┌──

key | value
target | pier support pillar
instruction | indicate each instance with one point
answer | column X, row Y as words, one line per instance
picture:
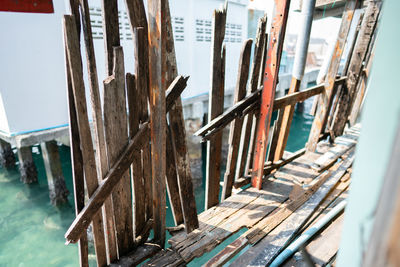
column 7, row 158
column 27, row 167
column 57, row 189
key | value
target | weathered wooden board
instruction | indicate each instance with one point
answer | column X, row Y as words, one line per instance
column 325, row 99
column 277, row 36
column 236, row 125
column 98, row 126
column 216, row 108
column 157, row 117
column 177, row 128
column 259, row 47
column 89, row 165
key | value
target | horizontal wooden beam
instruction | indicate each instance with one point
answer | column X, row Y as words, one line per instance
column 82, row 221
column 244, row 106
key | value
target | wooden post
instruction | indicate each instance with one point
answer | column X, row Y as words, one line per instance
column 98, row 126
column 249, row 120
column 270, row 80
column 356, row 65
column 77, row 166
column 177, row 127
column 157, row 117
column 7, row 158
column 27, row 167
column 55, row 178
column 236, row 125
column 89, row 164
column 116, row 133
column 325, row 99
column 215, row 108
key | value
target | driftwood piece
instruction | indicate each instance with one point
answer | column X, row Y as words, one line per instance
column 98, row 126
column 249, row 120
column 325, row 99
column 116, row 134
column 216, row 107
column 157, row 117
column 177, row 127
column 89, row 164
column 236, row 125
column 277, row 36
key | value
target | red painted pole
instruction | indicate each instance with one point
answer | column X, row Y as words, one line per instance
column 271, row 72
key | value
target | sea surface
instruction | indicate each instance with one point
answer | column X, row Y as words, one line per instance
column 32, row 230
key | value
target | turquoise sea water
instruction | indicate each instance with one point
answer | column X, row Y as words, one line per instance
column 32, row 230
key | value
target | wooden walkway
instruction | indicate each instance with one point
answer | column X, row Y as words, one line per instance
column 274, row 215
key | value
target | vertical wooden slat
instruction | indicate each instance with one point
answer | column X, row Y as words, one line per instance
column 77, row 166
column 89, row 164
column 215, row 108
column 177, row 127
column 157, row 118
column 116, row 133
column 98, row 126
column 325, row 99
column 277, row 35
column 356, row 66
column 236, row 125
column 136, row 167
column 110, row 31
column 254, row 81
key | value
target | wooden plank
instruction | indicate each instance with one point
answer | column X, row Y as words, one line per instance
column 268, row 248
column 325, row 99
column 77, row 165
column 157, row 117
column 287, row 118
column 356, row 65
column 177, row 127
column 82, row 221
column 116, row 136
column 98, row 126
column 215, row 107
column 139, row 255
column 89, row 164
column 236, row 125
column 110, row 31
column 136, row 168
column 259, row 48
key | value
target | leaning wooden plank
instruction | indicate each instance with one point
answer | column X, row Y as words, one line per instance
column 268, row 248
column 139, row 255
column 236, row 125
column 177, row 127
column 111, row 31
column 356, row 64
column 142, row 84
column 157, row 117
column 259, row 46
column 139, row 205
column 77, row 166
column 114, row 175
column 325, row 98
column 277, row 36
column 116, row 133
column 89, row 164
column 215, row 108
column 98, row 126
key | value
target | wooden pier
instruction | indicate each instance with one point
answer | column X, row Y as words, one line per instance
column 139, row 152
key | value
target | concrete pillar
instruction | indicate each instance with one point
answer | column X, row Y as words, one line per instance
column 27, row 167
column 57, row 189
column 7, row 158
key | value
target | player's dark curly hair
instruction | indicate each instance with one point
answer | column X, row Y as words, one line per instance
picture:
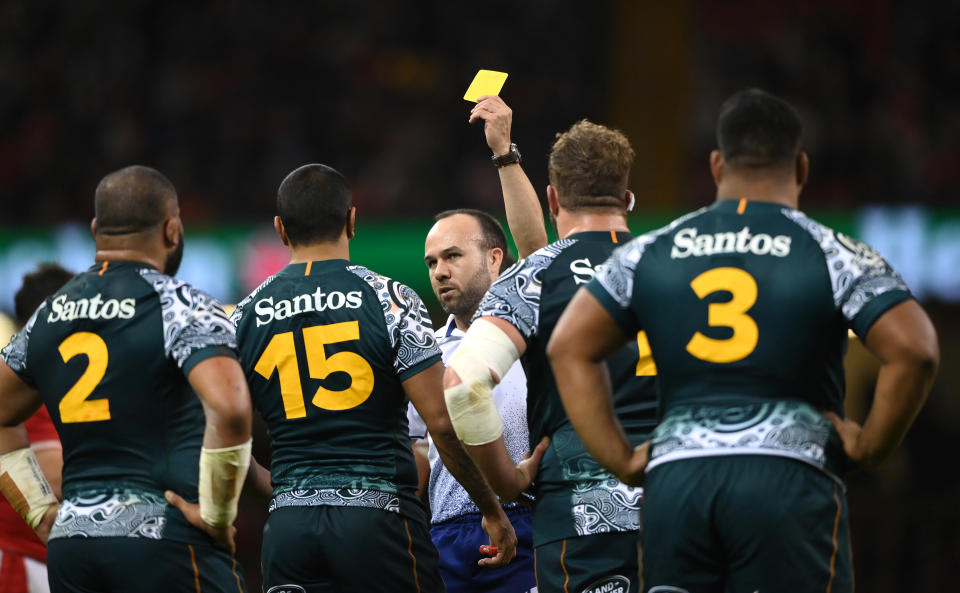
column 758, row 130
column 313, row 202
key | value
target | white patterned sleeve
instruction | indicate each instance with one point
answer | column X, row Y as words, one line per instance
column 411, row 332
column 863, row 284
column 515, row 296
column 614, row 283
column 15, row 353
column 194, row 325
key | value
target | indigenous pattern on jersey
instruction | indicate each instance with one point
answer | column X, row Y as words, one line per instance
column 574, row 495
column 448, row 499
column 746, row 306
column 326, row 346
column 109, row 353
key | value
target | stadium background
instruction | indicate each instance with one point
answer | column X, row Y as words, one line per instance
column 226, row 98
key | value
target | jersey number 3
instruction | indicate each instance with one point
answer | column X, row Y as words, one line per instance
column 281, row 355
column 732, row 314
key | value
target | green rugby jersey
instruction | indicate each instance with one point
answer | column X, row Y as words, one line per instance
column 574, row 495
column 326, row 346
column 746, row 306
column 109, row 353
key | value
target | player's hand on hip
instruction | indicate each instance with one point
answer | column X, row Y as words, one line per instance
column 636, row 468
column 497, row 118
column 191, row 511
column 849, row 432
column 46, row 524
column 502, row 536
column 527, row 469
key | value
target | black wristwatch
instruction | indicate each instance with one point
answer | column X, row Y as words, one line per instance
column 502, row 160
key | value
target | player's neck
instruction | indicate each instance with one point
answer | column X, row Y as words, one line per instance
column 774, row 190
column 339, row 249
column 569, row 223
column 134, row 255
column 463, row 321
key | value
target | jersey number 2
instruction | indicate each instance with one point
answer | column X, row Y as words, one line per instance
column 281, row 355
column 75, row 407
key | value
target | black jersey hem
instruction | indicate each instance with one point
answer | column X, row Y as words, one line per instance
column 205, row 353
column 419, row 367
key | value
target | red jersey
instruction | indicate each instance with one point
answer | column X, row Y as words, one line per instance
column 15, row 534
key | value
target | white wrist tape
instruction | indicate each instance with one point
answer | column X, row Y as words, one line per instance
column 23, row 483
column 470, row 404
column 222, row 472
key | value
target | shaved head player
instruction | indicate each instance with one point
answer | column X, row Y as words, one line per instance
column 119, row 356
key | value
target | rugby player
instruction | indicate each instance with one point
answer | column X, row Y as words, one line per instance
column 22, row 555
column 119, row 355
column 332, row 352
column 585, row 522
column 746, row 304
column 464, row 252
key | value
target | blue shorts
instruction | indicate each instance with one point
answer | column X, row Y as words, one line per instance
column 459, row 541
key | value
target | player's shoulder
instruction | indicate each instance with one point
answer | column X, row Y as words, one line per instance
column 527, row 273
column 630, row 254
column 243, row 305
column 390, row 293
column 834, row 245
column 174, row 292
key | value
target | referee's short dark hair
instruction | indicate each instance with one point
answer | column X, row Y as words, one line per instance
column 37, row 285
column 758, row 130
column 491, row 231
column 313, row 203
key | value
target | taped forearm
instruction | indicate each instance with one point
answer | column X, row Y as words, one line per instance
column 485, row 350
column 222, row 473
column 23, row 483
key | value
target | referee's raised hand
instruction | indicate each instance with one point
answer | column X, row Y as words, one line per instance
column 497, row 118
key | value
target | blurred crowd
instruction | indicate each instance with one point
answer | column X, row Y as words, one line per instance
column 225, row 97
column 874, row 80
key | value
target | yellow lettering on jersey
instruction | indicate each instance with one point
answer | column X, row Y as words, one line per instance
column 645, row 365
column 75, row 407
column 743, row 288
column 281, row 355
column 321, row 366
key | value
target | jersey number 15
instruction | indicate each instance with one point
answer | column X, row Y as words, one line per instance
column 280, row 355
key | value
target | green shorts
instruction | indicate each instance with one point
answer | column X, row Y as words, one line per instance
column 601, row 563
column 124, row 564
column 324, row 549
column 745, row 523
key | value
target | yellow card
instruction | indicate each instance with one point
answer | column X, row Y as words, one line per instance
column 486, row 82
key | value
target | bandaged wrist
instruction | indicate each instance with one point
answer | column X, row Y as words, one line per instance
column 470, row 404
column 222, row 472
column 23, row 483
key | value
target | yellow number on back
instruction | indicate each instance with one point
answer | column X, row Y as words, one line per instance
column 320, row 366
column 645, row 365
column 280, row 354
column 730, row 314
column 75, row 407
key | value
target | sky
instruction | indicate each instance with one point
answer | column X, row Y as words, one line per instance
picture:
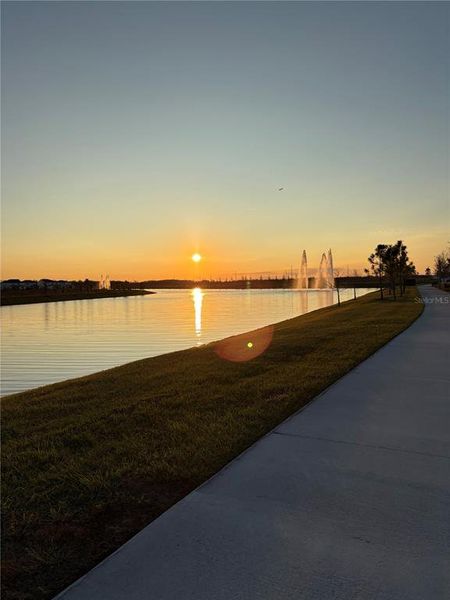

└──

= Work required =
Report each line of the data above that contains the word "plank", copying each one in full.

= Finished exercise =
target | wooden plank
target | leaning wooden plank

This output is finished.